START EXERCISE INPUTS

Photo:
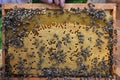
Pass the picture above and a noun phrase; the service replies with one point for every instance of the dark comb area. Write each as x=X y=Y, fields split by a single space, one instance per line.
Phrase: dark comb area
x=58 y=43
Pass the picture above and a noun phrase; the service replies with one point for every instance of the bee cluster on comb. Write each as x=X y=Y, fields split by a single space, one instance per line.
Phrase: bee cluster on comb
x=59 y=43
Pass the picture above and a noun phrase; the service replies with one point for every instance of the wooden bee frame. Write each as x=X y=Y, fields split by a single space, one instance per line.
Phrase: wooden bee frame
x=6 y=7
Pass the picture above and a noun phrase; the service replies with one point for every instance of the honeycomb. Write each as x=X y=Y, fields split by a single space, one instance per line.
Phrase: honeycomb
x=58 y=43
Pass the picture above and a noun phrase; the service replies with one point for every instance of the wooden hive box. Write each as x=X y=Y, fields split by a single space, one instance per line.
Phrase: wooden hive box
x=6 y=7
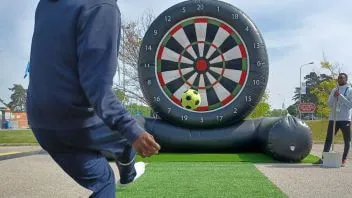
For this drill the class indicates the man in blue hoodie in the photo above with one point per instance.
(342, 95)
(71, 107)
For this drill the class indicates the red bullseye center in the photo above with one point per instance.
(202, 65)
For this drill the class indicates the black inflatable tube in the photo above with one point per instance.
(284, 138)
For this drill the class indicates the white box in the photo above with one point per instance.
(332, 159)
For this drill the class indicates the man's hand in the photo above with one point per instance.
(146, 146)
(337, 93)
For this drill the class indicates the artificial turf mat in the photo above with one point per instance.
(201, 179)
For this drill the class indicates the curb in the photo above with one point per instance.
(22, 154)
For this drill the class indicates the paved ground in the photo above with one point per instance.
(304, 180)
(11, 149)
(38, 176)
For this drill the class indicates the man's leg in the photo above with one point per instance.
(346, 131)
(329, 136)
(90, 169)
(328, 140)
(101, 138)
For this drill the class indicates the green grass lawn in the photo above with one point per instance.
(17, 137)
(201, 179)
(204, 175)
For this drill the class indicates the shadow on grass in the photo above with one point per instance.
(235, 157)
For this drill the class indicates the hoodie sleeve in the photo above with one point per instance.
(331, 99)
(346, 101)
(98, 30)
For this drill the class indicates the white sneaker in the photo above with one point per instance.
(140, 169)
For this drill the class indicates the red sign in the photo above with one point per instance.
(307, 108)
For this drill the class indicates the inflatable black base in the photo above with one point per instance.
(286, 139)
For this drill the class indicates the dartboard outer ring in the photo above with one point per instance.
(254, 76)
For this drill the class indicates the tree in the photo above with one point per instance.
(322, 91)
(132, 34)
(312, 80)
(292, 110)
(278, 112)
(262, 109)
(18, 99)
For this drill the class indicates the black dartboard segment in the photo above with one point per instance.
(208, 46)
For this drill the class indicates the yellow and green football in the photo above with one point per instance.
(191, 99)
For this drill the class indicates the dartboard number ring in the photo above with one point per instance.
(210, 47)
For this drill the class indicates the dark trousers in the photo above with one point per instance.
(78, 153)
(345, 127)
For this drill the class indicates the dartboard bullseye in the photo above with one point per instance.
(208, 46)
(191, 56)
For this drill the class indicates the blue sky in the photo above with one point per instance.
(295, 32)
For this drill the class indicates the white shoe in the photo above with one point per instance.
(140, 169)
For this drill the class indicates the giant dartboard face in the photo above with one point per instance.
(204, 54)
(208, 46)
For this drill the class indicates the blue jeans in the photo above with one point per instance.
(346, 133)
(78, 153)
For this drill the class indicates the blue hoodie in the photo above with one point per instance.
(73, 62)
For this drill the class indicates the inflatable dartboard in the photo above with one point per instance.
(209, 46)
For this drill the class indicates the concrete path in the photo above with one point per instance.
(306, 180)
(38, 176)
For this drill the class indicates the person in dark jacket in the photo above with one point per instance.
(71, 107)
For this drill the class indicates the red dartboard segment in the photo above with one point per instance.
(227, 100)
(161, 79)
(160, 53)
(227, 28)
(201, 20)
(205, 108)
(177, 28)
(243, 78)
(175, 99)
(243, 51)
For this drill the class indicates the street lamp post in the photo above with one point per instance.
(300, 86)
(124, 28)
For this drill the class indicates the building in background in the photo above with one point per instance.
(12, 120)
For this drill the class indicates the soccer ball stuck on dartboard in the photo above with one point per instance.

END EXERCISE INPUTS
START EXERCISE INPUTS

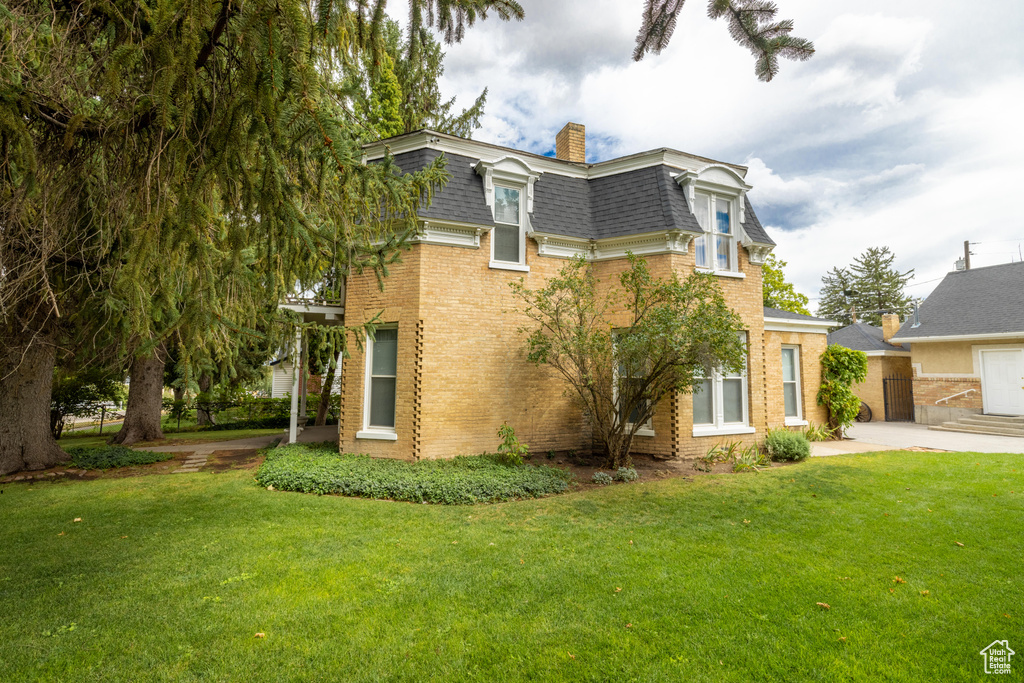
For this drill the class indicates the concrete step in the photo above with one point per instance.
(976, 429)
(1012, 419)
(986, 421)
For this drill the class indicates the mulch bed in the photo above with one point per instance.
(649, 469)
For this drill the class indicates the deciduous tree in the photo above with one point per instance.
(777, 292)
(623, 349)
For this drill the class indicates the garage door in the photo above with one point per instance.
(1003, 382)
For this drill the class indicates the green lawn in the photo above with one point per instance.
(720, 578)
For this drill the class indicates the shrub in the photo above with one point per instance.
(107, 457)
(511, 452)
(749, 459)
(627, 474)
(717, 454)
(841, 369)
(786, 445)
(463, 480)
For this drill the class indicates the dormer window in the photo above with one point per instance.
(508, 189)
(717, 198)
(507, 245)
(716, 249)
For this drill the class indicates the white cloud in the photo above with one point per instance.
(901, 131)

END EXERCISE INPUTS

ACTION ITEM —
Quote the data above from the line containing "For this drill the class indicates the building" to the line containing "For this drill the class indicates the soccer", inclusive, and stop.

ANSWER TO THE PROBLEM —
For this drill the class indicates the building in background in the photo above with one point per instance.
(12, 120)
For this drill the class indicates the soccer ball stuck on dartboard in the photo above with one point per instance.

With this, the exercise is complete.